Task: Leave out every line before the one containing "Please tag the white banner", and set down that line and the rest through the end of the listing exactly.

+++ Information supplied +++

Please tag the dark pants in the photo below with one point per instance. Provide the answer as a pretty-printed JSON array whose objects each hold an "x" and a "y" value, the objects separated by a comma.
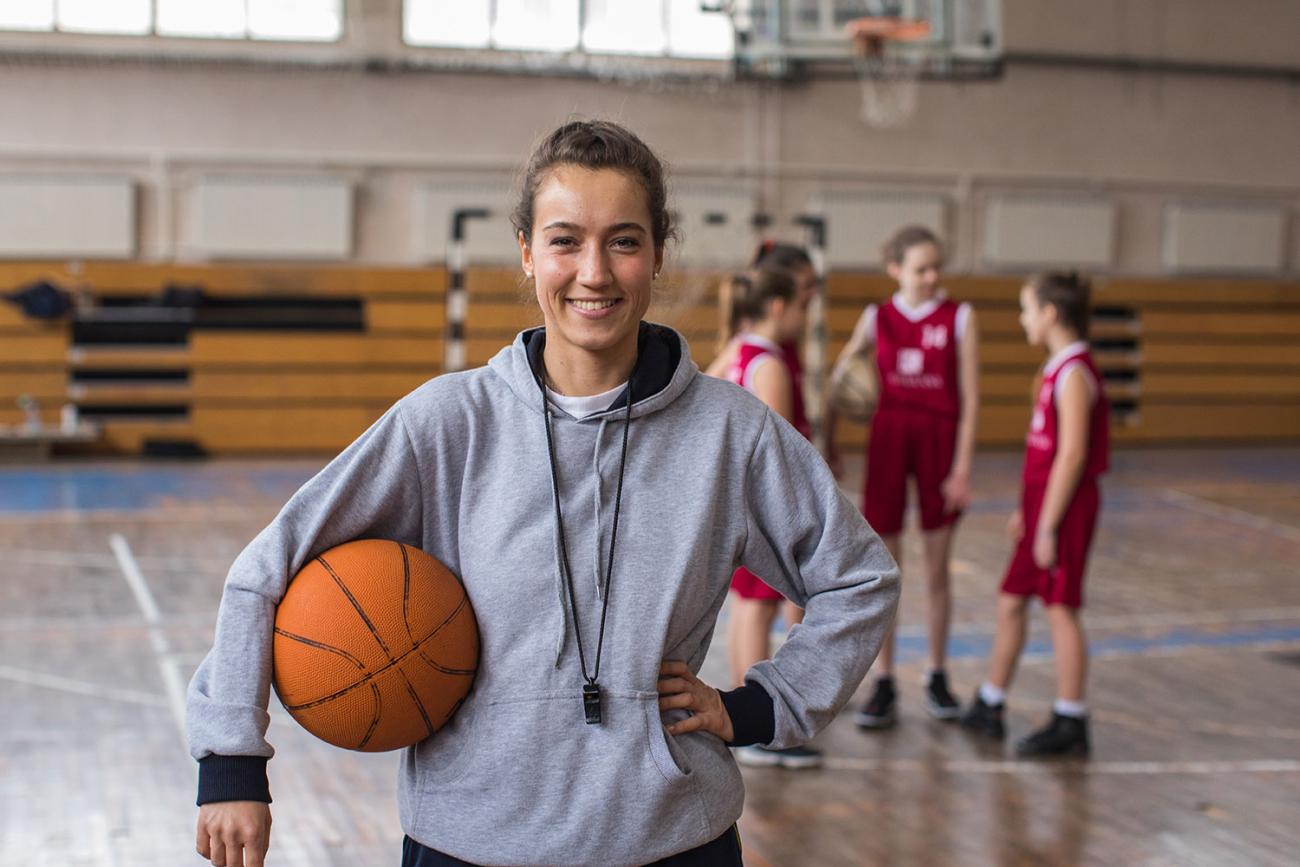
[{"x": 722, "y": 852}]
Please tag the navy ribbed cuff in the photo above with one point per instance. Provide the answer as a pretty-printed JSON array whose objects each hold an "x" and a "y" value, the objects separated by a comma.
[
  {"x": 753, "y": 714},
  {"x": 233, "y": 777}
]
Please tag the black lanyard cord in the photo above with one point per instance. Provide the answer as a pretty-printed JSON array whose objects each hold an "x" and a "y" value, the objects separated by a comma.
[{"x": 614, "y": 533}]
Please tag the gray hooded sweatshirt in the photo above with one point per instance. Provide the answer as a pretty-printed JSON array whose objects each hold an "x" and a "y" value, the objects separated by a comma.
[{"x": 459, "y": 468}]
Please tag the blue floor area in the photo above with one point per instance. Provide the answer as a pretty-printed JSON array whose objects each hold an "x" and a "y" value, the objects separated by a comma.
[{"x": 135, "y": 488}]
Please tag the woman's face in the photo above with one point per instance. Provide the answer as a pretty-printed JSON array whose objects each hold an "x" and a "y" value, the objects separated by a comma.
[
  {"x": 592, "y": 258},
  {"x": 918, "y": 272},
  {"x": 793, "y": 316},
  {"x": 1035, "y": 317}
]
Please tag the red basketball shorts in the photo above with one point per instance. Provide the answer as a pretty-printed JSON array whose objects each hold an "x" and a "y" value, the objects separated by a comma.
[
  {"x": 908, "y": 443},
  {"x": 1062, "y": 584},
  {"x": 750, "y": 586}
]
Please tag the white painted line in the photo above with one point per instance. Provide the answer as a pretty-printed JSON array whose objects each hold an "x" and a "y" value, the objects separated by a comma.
[
  {"x": 79, "y": 688},
  {"x": 168, "y": 668},
  {"x": 1138, "y": 620},
  {"x": 74, "y": 559},
  {"x": 134, "y": 579},
  {"x": 1008, "y": 766},
  {"x": 1227, "y": 512}
]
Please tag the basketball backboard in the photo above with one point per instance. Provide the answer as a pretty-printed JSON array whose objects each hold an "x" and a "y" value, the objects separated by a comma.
[{"x": 794, "y": 38}]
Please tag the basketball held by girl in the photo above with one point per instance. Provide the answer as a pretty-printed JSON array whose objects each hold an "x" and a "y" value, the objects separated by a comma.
[
  {"x": 926, "y": 350},
  {"x": 775, "y": 313}
]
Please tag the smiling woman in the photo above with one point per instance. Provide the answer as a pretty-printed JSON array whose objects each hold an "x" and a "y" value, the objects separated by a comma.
[
  {"x": 588, "y": 738},
  {"x": 596, "y": 195}
]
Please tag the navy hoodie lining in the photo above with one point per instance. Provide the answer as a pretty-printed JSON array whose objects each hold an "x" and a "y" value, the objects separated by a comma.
[{"x": 658, "y": 352}]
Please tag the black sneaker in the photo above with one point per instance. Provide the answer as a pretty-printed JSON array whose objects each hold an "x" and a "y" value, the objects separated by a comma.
[
  {"x": 879, "y": 711},
  {"x": 984, "y": 719},
  {"x": 1062, "y": 736},
  {"x": 939, "y": 701},
  {"x": 797, "y": 758}
]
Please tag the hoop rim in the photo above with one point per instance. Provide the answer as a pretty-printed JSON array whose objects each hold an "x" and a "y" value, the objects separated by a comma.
[{"x": 887, "y": 27}]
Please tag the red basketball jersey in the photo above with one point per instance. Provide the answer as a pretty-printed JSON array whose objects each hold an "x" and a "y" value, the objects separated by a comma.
[
  {"x": 917, "y": 358},
  {"x": 791, "y": 352},
  {"x": 1041, "y": 442},
  {"x": 741, "y": 371}
]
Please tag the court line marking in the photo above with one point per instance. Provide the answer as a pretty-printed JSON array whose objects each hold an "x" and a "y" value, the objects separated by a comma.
[
  {"x": 168, "y": 666},
  {"x": 1110, "y": 768},
  {"x": 79, "y": 686},
  {"x": 1121, "y": 621},
  {"x": 1236, "y": 515},
  {"x": 46, "y": 556}
]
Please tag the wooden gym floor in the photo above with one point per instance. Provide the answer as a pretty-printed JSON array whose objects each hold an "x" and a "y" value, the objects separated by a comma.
[{"x": 109, "y": 579}]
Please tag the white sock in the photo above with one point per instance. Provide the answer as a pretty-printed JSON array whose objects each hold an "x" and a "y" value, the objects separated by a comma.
[
  {"x": 991, "y": 694},
  {"x": 1065, "y": 707}
]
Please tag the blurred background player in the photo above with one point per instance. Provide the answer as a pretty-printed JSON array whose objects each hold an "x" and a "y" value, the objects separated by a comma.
[
  {"x": 926, "y": 349},
  {"x": 1065, "y": 452},
  {"x": 774, "y": 312}
]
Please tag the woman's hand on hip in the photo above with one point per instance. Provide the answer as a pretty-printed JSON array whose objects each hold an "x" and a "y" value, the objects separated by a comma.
[
  {"x": 680, "y": 689},
  {"x": 234, "y": 833}
]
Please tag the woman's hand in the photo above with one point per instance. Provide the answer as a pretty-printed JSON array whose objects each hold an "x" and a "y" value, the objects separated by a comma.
[
  {"x": 1015, "y": 525},
  {"x": 1044, "y": 549},
  {"x": 957, "y": 493},
  {"x": 680, "y": 689},
  {"x": 234, "y": 833}
]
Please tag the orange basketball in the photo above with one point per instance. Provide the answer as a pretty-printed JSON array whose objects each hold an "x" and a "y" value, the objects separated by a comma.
[{"x": 376, "y": 646}]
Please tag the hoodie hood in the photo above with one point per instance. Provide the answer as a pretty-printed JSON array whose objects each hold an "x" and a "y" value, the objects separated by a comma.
[{"x": 662, "y": 373}]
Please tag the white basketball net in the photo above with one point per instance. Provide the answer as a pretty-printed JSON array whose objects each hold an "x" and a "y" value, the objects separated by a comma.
[{"x": 891, "y": 83}]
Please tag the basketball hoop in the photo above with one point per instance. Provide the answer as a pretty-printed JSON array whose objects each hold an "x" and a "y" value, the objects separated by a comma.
[{"x": 889, "y": 77}]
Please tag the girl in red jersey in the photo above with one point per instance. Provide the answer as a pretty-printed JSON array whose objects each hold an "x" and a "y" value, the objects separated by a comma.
[
  {"x": 1066, "y": 450},
  {"x": 775, "y": 311},
  {"x": 926, "y": 349}
]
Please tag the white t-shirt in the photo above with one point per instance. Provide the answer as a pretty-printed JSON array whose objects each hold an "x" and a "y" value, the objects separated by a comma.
[{"x": 584, "y": 406}]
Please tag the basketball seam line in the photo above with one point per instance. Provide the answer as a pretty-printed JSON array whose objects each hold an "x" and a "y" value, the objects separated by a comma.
[
  {"x": 375, "y": 720},
  {"x": 356, "y": 605},
  {"x": 321, "y": 646},
  {"x": 371, "y": 676},
  {"x": 406, "y": 621},
  {"x": 406, "y": 592}
]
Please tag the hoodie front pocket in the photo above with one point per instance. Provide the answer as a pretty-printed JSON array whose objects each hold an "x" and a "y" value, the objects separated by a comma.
[
  {"x": 544, "y": 787},
  {"x": 670, "y": 759}
]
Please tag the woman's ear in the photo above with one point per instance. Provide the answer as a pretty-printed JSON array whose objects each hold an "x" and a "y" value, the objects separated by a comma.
[{"x": 525, "y": 255}]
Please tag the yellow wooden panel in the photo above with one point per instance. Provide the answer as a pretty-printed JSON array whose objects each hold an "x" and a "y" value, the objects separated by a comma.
[
  {"x": 505, "y": 282},
  {"x": 286, "y": 430},
  {"x": 90, "y": 358},
  {"x": 1182, "y": 293},
  {"x": 14, "y": 321},
  {"x": 43, "y": 384},
  {"x": 135, "y": 278},
  {"x": 1169, "y": 384},
  {"x": 1186, "y": 354},
  {"x": 406, "y": 316},
  {"x": 261, "y": 349},
  {"x": 226, "y": 386},
  {"x": 128, "y": 436},
  {"x": 30, "y": 350},
  {"x": 502, "y": 316},
  {"x": 1229, "y": 321},
  {"x": 1214, "y": 420},
  {"x": 128, "y": 393},
  {"x": 13, "y": 416}
]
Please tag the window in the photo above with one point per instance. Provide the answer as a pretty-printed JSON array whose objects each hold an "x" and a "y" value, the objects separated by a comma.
[
  {"x": 27, "y": 14},
  {"x": 654, "y": 27},
  {"x": 536, "y": 25},
  {"x": 126, "y": 17},
  {"x": 286, "y": 20}
]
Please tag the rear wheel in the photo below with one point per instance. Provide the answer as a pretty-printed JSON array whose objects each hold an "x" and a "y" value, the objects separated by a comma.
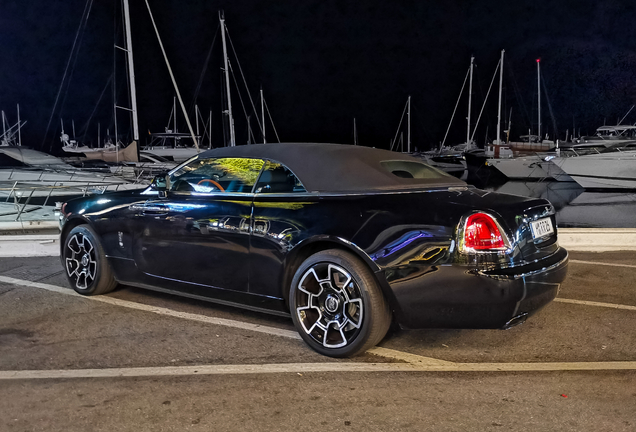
[
  {"x": 86, "y": 266},
  {"x": 337, "y": 306}
]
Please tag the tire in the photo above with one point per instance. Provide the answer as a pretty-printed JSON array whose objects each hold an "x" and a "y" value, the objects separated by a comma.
[
  {"x": 86, "y": 266},
  {"x": 337, "y": 305}
]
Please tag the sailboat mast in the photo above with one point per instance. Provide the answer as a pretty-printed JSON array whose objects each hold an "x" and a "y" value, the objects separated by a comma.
[
  {"x": 408, "y": 135},
  {"x": 196, "y": 117},
  {"x": 20, "y": 127},
  {"x": 227, "y": 80},
  {"x": 355, "y": 132},
  {"x": 263, "y": 114},
  {"x": 131, "y": 72},
  {"x": 539, "y": 97},
  {"x": 470, "y": 96},
  {"x": 500, "y": 92}
]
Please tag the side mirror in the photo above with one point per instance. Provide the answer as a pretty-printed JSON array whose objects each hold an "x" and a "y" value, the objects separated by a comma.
[{"x": 160, "y": 184}]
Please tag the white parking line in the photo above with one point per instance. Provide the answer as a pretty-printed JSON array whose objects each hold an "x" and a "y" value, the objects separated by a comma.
[
  {"x": 602, "y": 263},
  {"x": 301, "y": 368},
  {"x": 599, "y": 304},
  {"x": 412, "y": 362},
  {"x": 158, "y": 310}
]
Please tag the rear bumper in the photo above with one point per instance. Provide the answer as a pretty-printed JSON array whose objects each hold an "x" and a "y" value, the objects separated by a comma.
[{"x": 456, "y": 296}]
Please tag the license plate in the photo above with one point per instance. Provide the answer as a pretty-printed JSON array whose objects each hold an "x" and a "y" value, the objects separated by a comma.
[{"x": 541, "y": 228}]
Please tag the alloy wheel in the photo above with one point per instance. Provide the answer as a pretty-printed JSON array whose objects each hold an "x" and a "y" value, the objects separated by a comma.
[{"x": 329, "y": 305}]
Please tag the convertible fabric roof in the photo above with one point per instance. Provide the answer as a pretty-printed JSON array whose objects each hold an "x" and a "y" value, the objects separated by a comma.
[{"x": 338, "y": 167}]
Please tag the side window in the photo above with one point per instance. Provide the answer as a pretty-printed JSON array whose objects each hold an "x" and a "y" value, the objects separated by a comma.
[
  {"x": 277, "y": 178},
  {"x": 216, "y": 175}
]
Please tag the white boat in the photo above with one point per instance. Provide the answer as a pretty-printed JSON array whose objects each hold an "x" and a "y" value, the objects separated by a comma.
[
  {"x": 27, "y": 172},
  {"x": 611, "y": 168},
  {"x": 618, "y": 134}
]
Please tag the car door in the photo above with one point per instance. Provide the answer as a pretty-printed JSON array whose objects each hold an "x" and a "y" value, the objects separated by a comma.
[
  {"x": 199, "y": 234},
  {"x": 280, "y": 217}
]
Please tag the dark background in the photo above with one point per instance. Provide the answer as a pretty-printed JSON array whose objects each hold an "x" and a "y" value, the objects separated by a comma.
[{"x": 321, "y": 63}]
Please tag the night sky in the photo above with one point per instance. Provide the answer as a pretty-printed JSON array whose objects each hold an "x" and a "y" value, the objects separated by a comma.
[{"x": 321, "y": 63}]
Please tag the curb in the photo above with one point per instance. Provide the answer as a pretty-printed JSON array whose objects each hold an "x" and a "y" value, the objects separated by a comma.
[
  {"x": 29, "y": 245},
  {"x": 573, "y": 239}
]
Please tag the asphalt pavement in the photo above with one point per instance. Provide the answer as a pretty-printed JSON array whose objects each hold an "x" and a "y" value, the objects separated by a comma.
[{"x": 140, "y": 360}]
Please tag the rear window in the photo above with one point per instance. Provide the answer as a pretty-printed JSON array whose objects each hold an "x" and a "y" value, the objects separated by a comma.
[{"x": 412, "y": 169}]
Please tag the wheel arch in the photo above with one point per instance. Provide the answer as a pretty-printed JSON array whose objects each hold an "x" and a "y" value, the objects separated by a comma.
[
  {"x": 308, "y": 247},
  {"x": 68, "y": 226}
]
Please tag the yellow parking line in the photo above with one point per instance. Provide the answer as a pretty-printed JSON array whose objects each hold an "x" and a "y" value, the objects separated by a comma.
[
  {"x": 410, "y": 362},
  {"x": 599, "y": 304},
  {"x": 303, "y": 368},
  {"x": 602, "y": 263}
]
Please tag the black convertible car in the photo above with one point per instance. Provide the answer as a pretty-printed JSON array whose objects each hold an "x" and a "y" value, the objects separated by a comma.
[{"x": 344, "y": 239}]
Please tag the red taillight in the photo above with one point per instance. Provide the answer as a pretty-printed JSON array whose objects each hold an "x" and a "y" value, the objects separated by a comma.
[{"x": 482, "y": 233}]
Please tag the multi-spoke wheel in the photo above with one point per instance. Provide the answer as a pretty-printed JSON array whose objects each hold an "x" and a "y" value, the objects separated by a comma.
[
  {"x": 336, "y": 304},
  {"x": 86, "y": 267}
]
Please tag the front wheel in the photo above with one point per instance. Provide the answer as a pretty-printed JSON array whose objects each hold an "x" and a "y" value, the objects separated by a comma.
[
  {"x": 86, "y": 266},
  {"x": 337, "y": 305}
]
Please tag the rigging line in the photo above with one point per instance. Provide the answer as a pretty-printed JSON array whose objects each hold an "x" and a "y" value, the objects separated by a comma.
[
  {"x": 238, "y": 92},
  {"x": 249, "y": 95},
  {"x": 270, "y": 119},
  {"x": 456, "y": 104},
  {"x": 204, "y": 70},
  {"x": 205, "y": 126},
  {"x": 174, "y": 82},
  {"x": 79, "y": 45},
  {"x": 486, "y": 99},
  {"x": 85, "y": 127},
  {"x": 417, "y": 119},
  {"x": 630, "y": 110},
  {"x": 545, "y": 90},
  {"x": 399, "y": 126},
  {"x": 85, "y": 14},
  {"x": 517, "y": 92}
]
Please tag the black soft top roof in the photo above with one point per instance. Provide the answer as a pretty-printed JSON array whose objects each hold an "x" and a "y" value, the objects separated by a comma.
[{"x": 338, "y": 167}]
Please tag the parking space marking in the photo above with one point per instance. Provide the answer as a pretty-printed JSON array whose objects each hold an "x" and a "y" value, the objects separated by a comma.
[
  {"x": 599, "y": 304},
  {"x": 602, "y": 263},
  {"x": 159, "y": 310},
  {"x": 410, "y": 362},
  {"x": 407, "y": 357},
  {"x": 302, "y": 368}
]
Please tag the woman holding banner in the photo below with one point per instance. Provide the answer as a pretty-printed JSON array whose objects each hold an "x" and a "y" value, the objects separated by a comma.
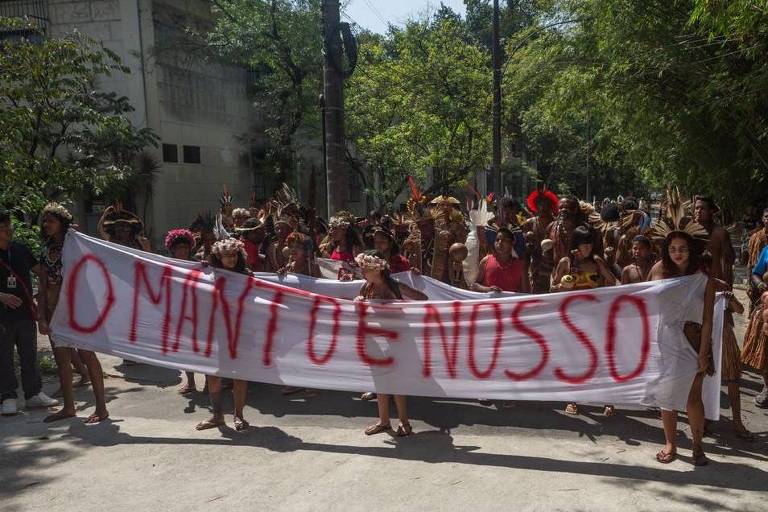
[
  {"x": 179, "y": 244},
  {"x": 230, "y": 255},
  {"x": 681, "y": 256},
  {"x": 56, "y": 222},
  {"x": 379, "y": 285}
]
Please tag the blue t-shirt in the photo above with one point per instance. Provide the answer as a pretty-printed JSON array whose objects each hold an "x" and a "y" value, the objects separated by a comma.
[{"x": 762, "y": 263}]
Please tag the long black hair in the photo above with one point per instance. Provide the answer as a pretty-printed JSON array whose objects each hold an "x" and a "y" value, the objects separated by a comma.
[
  {"x": 581, "y": 235},
  {"x": 694, "y": 255},
  {"x": 393, "y": 285},
  {"x": 240, "y": 267},
  {"x": 65, "y": 224}
]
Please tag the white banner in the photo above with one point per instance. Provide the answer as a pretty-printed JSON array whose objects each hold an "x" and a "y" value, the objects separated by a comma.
[{"x": 617, "y": 345}]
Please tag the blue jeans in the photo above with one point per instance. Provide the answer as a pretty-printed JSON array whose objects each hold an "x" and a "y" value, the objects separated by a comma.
[{"x": 21, "y": 333}]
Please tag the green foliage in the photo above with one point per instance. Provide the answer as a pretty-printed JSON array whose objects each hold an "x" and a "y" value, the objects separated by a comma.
[
  {"x": 60, "y": 135},
  {"x": 419, "y": 102},
  {"x": 670, "y": 90}
]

+++

Solved problem:
Please tag the white banner in the photo above with one point per instance. Provide the answer as a pretty-printed JSON array whose objects each hold an "x" and a "y" value, the objects separated by a comma.
[{"x": 617, "y": 345}]
Please tag the blue jeans in the photo above with one point per instance. Provide the answer as a pretty-printed JSON array whose objects each hold an "x" and a "y" value, the objects separated by a comma.
[{"x": 21, "y": 333}]
Please tag the green foliage in the photo above with one point per instance. Provide the answer as a pretty-printed JSON array whose objects each hold an "x" and a "y" value, the objects separated by a comma.
[
  {"x": 60, "y": 135},
  {"x": 419, "y": 102},
  {"x": 670, "y": 90}
]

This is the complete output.